Content starts
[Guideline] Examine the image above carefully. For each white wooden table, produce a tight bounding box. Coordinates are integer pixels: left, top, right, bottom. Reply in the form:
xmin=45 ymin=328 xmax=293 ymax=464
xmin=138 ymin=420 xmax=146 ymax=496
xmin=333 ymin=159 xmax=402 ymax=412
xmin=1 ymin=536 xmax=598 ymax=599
Content ends
#### WORK REQUIRED
Transcribe exactly, and only, the lines from the opening line of the records through the line containing "xmin=138 ymin=420 xmax=146 ymax=496".

#### COMPLETED EXERCISE
[Guideline] Examine the image above carefully. For each white wooden table, produce a tight bounding box. Coordinates are integer pixels: left, top, right, bottom. Reply in the form:
xmin=45 ymin=328 xmax=293 ymax=464
xmin=138 ymin=420 xmax=146 ymax=496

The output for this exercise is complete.